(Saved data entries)
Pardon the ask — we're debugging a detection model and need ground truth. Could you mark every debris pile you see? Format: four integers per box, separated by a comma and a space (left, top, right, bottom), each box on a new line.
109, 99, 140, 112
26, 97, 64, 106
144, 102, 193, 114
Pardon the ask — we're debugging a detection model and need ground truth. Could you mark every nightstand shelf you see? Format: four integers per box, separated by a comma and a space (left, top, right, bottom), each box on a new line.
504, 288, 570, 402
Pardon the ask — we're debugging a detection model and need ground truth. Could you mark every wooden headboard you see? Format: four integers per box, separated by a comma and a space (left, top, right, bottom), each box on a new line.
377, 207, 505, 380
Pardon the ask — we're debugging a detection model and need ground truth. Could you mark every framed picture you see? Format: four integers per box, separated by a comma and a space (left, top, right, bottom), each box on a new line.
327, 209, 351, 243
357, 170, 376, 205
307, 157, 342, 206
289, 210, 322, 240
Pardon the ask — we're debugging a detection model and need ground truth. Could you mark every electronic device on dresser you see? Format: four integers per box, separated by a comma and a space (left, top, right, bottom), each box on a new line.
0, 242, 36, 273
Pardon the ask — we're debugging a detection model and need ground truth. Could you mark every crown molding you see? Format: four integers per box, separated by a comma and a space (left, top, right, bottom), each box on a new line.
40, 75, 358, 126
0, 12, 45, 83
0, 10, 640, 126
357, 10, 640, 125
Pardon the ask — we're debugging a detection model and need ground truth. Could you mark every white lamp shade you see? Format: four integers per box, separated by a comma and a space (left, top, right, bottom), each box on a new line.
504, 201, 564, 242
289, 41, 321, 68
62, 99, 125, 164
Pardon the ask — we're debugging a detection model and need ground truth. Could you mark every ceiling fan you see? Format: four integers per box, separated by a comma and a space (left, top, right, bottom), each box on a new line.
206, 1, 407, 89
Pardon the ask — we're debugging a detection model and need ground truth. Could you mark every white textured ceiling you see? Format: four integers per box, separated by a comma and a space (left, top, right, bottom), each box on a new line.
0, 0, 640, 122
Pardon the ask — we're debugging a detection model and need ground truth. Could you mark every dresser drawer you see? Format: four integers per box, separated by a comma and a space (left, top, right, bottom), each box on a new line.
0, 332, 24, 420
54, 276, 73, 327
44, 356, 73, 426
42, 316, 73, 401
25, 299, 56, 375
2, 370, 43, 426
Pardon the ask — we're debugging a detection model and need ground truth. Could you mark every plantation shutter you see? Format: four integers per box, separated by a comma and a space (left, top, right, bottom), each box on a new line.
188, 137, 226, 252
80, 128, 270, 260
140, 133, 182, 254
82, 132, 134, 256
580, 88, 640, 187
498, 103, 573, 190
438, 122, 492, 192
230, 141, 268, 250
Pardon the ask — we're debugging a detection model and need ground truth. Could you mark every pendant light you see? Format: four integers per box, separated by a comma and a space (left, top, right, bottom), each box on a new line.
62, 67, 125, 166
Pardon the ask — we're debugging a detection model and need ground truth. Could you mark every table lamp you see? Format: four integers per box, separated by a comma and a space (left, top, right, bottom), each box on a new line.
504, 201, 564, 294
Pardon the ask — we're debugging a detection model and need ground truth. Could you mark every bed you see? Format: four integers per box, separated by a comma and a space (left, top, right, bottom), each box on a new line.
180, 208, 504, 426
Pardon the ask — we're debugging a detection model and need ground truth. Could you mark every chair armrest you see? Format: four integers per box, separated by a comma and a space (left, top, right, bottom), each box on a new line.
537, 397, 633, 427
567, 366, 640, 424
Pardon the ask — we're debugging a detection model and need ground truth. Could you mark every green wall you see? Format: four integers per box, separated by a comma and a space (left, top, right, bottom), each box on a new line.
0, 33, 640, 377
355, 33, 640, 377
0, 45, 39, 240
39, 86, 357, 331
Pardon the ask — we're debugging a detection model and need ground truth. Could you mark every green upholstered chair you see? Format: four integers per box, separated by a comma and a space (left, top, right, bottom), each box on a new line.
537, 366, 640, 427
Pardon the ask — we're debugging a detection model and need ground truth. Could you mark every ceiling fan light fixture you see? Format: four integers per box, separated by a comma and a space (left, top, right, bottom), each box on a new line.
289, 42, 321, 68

• **EXERCISE**:
Repeat the data above word for word, from the first line through the last.

• **THE RESULT**:
Pardon the ask — we're debugging a detection model and need ground truth. Could you mark every debris pile you see? Format: four integers per box, separated by a comma and a space (left, top, right, bottom), each box on a new line.
109, 99, 140, 112
26, 97, 64, 106
144, 102, 193, 114
Pardon the ask — we're debugging a detection model and need ground truth. Could you mark every nightstand shelf you see? Format: four integers per box, separated by a comma and a space (left, top, right, bottom), each box on a new line.
504, 288, 570, 402
Pardon the ask — we're debugging a detection model and need ground truth. Could you mark every wooden headboard you see? Format: four integers per box, separated by a comma and a space (left, top, right, bottom), each box on a new line.
377, 207, 505, 380
Pardon the ask — we're debugging a detection model and need ground truth. Could you mark every framed picture you see? Format: four integers per box, separated by a comma and a space (left, top, right, bottom), each box on a new line.
327, 209, 351, 243
357, 170, 376, 205
307, 157, 342, 206
289, 210, 322, 240
Pardon the ask — we're debugging a detection model and need ground truth. Could you mark every electronic device on dresser you see? Format: four integers per box, separated by a comma and a space (left, top, right, bottom), each box on a new line.
0, 242, 36, 273
Pardon the ask — we're debugging a detection model and need ground truth. Could you mark every crown molding you see? Format: four integers per box, separated by a comma and a space (left, top, right, bottom), each box on a new line.
40, 75, 358, 126
0, 12, 45, 83
0, 10, 640, 126
357, 10, 640, 125
Pardon the ask — we're debugging a detection model and need ground truth. Could you mark every white lamp shade you see? Format: four integers per box, separated by a comma and a space (left, top, right, bottom), each box on a new line.
504, 201, 564, 242
289, 41, 321, 68
62, 99, 125, 164
Pardon the ask — we're debugging a detection model and need ground truth. Could you mark every ceiling fan you see? Format: four integers per box, separated by a comma and a space (left, top, right, bottom), each box on a new line.
206, 1, 407, 89
Pardon the ask — we're debugging a detection model and need ground truth. Could you mark every white textured ceiling you see? Format: four integers per box, separated by a comma and a space (left, top, right, bottom), each box on a new line.
0, 0, 640, 122
Pardon the ask — we're debugging a detection model and need ground truth. Could you mark every dresser drawer you see? Format: four integers per box, separated by a comma and a space (left, top, right, bottom), each box on a new line.
0, 332, 24, 420
54, 276, 73, 327
44, 356, 73, 426
42, 316, 73, 401
25, 299, 56, 375
2, 370, 43, 426
Pardon the ask — we're debugging a detection model and need ground truth. Could you mark every plantation shutter you see? Format: four integers per box, separated by a comma and a space (left, top, right, bottom), each box on a new line.
188, 137, 226, 252
80, 128, 270, 260
140, 133, 182, 254
82, 132, 134, 256
580, 88, 640, 187
498, 103, 573, 190
438, 122, 492, 192
230, 141, 268, 250
Pardon the ask — we're debugging a detection model and need ground truth. Could you mark every pendant light you see? Format: four integers per box, separated by a comma and a space (left, top, right, bottom), each box on a new line.
62, 67, 125, 166
Pardon the ask — we're debugging a detection model and need ground truth. Could you mark every table lamp you see? Format: four integers per box, separated by a comma and a space (left, top, right, bottom), each box on a new line.
504, 201, 564, 294
Pardon the ask — we're debugging a detection model and need ground truth. Could you mark every bed you see? Format: four integers per box, separated by a comma and a space (left, top, right, bottom), each box on a new line.
180, 208, 504, 426
Pardon the ask — we're debugging a detection model and need ground truth. Could you mark every chair armrest you see? Format: four integers per box, separated by a comma and a space (left, top, right, bottom), each box on a new line.
537, 397, 633, 427
567, 366, 640, 424
Pardon the ask — we're debugging a detection model and need ground truth. Could you mark every green wall you see? Format: four integers per box, separated by a comma and a space (left, top, right, bottom), each box on a new line.
0, 33, 640, 377
355, 33, 640, 377
0, 45, 39, 240
39, 86, 357, 331
Pardon the ask — we're debugging a detection model and need ground truth. Could you mark every green upholstered chair you see? Format: four integers per box, separated by a comma and a space (left, top, right, bottom), each box on a new line.
537, 366, 640, 427
Pardon the ask — we're debugging a detection model and need ground truth. Could you mark every ceiling fan light fixture you see? Format: four integers per box, separated by a comma and a space (left, top, right, bottom), each box on a new line.
289, 42, 321, 68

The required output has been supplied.